The reply must consist of the entire listing, reproduced exactly.

» **Input**:
○ ○ ○ ○ ○

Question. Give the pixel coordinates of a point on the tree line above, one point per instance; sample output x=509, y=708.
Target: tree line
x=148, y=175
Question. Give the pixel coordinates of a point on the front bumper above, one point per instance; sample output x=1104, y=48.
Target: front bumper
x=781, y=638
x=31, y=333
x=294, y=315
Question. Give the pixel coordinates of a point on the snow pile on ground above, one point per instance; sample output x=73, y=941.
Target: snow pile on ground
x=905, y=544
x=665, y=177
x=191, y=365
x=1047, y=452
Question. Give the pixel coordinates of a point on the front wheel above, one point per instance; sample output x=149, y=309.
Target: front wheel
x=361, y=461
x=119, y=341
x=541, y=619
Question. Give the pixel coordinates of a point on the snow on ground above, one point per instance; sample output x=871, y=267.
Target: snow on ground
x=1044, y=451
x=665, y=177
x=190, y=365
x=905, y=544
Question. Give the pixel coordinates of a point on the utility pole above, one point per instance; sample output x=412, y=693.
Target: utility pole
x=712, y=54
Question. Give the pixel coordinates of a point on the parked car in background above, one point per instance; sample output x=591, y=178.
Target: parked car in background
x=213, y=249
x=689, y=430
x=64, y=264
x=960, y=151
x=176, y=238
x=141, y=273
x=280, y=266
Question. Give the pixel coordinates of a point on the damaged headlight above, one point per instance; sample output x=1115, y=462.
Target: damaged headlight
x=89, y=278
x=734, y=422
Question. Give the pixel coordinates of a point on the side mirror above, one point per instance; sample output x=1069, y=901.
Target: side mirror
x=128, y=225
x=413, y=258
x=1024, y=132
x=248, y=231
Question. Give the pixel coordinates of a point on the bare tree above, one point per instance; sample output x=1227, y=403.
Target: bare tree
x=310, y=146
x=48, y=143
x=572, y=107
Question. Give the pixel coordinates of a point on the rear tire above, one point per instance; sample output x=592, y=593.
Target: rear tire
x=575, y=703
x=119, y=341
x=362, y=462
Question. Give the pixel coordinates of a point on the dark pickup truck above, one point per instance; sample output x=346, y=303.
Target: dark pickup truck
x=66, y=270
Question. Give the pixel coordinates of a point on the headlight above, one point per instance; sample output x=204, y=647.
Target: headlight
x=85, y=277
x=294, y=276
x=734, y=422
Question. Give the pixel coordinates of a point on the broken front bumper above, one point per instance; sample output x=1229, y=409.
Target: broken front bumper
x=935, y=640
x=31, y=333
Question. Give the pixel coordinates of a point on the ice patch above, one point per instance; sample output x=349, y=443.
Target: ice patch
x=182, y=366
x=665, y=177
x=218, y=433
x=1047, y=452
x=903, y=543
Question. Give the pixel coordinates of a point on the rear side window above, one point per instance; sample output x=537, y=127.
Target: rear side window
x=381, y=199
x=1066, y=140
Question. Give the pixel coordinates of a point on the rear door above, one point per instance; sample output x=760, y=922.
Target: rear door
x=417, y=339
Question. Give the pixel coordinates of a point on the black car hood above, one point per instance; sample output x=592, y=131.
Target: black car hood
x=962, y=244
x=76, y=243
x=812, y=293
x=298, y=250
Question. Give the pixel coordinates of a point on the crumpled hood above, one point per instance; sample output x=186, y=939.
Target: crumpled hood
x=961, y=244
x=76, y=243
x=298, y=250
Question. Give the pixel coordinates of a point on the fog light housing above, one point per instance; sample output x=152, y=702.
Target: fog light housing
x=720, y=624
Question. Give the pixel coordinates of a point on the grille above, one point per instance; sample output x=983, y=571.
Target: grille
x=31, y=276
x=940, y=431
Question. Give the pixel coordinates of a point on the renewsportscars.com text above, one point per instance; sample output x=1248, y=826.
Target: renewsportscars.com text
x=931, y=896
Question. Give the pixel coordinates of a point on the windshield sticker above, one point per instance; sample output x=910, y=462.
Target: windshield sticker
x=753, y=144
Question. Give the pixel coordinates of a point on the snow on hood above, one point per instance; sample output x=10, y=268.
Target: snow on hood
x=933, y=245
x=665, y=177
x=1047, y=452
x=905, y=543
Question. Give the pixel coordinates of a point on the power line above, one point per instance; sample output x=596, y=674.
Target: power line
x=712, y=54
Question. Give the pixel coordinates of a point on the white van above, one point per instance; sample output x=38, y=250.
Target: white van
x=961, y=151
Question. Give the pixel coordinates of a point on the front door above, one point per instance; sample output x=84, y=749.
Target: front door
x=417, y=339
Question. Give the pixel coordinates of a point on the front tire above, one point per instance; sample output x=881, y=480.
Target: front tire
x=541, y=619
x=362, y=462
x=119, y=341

○ ○ ○ ○ ○

» **Finished exercise**:
Question. Give the pixel coordinates of a point on the tree line above, one point per instance; sample output x=509, y=708.
Target: tree line
x=148, y=175
Question. Give the pixel coordinates of a point on the front bumper above, one point per instance; sample output x=1104, y=48.
Target: front bumper
x=781, y=638
x=31, y=333
x=294, y=315
Question. Give the pixel coordinates of a point on the snow pile on ground above, one point per instance; sample output x=73, y=941.
Target: snow pile on ground
x=905, y=544
x=665, y=177
x=191, y=365
x=1047, y=452
Question. Give the pixel coordinates of a point on the front wheel above, one point per instance; sample output x=149, y=309.
Target: front wheel
x=361, y=461
x=119, y=341
x=541, y=619
Question. Give the pixel coordinates of a point on the snow on ground above, one point per instance; sample output x=871, y=267.
Target: snow on ground
x=1044, y=451
x=665, y=177
x=190, y=365
x=905, y=544
Question. Give the pixel coordinates of a point on the utility pole above, one point per instance; sample output x=412, y=693.
Target: utility pole
x=712, y=54
Question. Give the pixel coordinates of a point on the parked car in background above, one point per instance; sample output x=591, y=178.
Target: parked car in background
x=213, y=249
x=689, y=430
x=64, y=264
x=960, y=151
x=176, y=238
x=141, y=273
x=280, y=266
Question. Give the pixel coordinates of a point on the damaged headlight above, one point per instance; sample output x=1115, y=462.
Target: damaged headlight
x=89, y=278
x=734, y=422
Question. Give the pixel coordinates of a point on the side mirror above, one point per instance; sample output x=1069, y=901.
Target: side mirror
x=128, y=225
x=413, y=258
x=1024, y=132
x=248, y=231
Question. Give the pixel coordinates of a point on the bare tree above, one point per instance; sample output x=1227, y=403.
Target: bare tree
x=310, y=146
x=48, y=143
x=572, y=107
Question. Give the pixel coordinates of a point on the rear tire above, one point per instance; sample output x=592, y=593.
Target: rear tire
x=575, y=703
x=119, y=341
x=362, y=462
Question. Give the pixel coordinates of a point on the dark pickup truck above, one point per instance; sample output x=346, y=303.
Target: dark pickup truck
x=66, y=270
Question. Give the pixel coordinates of a point on the headlight above, one point per instance; sample output x=204, y=647.
Target: headlight
x=85, y=277
x=294, y=276
x=734, y=422
Question. Give the pixel coordinates of a point on the broken front bumper above, one point per instance; sample output x=1229, y=409.
Target: broken front bumper
x=935, y=640
x=31, y=333
Question. Give the pixel coordinates of a point on the ice patch above, one point per instance; sample output x=349, y=443.
Target: ice patch
x=182, y=366
x=665, y=177
x=218, y=433
x=1047, y=452
x=903, y=543
Question. Give the pixel coordinates of a point on the rear side window above, one point per instance; sample output x=537, y=127.
Target: rear side window
x=381, y=199
x=1066, y=140
Question. Give the pixel coordinates of a point on the rear door above, one point per instance; sample output x=760, y=922.
Target: rear door
x=417, y=339
Question. Give the pixel coordinates of a point on the black car hood above, one point per instance; sample output x=592, y=131.
Target: black car hood
x=962, y=244
x=76, y=243
x=812, y=293
x=298, y=250
Question. Give the pixel coordinates of a point on the crumpled hood above, one point per instance; sample output x=186, y=939.
Target: crumpled hood
x=961, y=244
x=76, y=243
x=298, y=250
Question. Give the pixel coordinates of a point on the fog light housing above, one point per instance; sample output x=152, y=702.
Target: fog light housing
x=720, y=624
Question. Give the pixel coordinates of a point on the grille above, one point per instance; sample output x=983, y=571.
Target: grille
x=31, y=276
x=940, y=431
Question. Give the pixel coordinates of a point on the renewsportscars.com text above, one point per instance; sample output x=1248, y=826.
Target: renewsportscars.com text
x=931, y=896
Question. Give the pixel coordinates of a point on the windshield sticker above, one point per instance; sample output x=910, y=462.
Target: windshield sticker
x=753, y=144
Question. Give the pixel coordinates of a point on the snow on hood above, one point per instance; sample output x=10, y=268.
Target: snow on hood
x=933, y=245
x=665, y=177
x=1047, y=452
x=905, y=543
Question. Give the pixel coordinates of a point on the power line above, one point per instance; sample output x=596, y=674.
Target: power line
x=712, y=54
Question. Give the pixel coordinates of a point on the white van above, one point per instance; sample output x=38, y=250.
Target: white van
x=961, y=151
Question. Give the pixel coordinates of a point on the front door above, one point per instance; sample output x=84, y=749.
Target: front door
x=417, y=339
Question. Give the pixel coordinates of a point on the front tire above, one point per instance; sample output x=881, y=480.
Target: front tire
x=541, y=619
x=362, y=462
x=119, y=341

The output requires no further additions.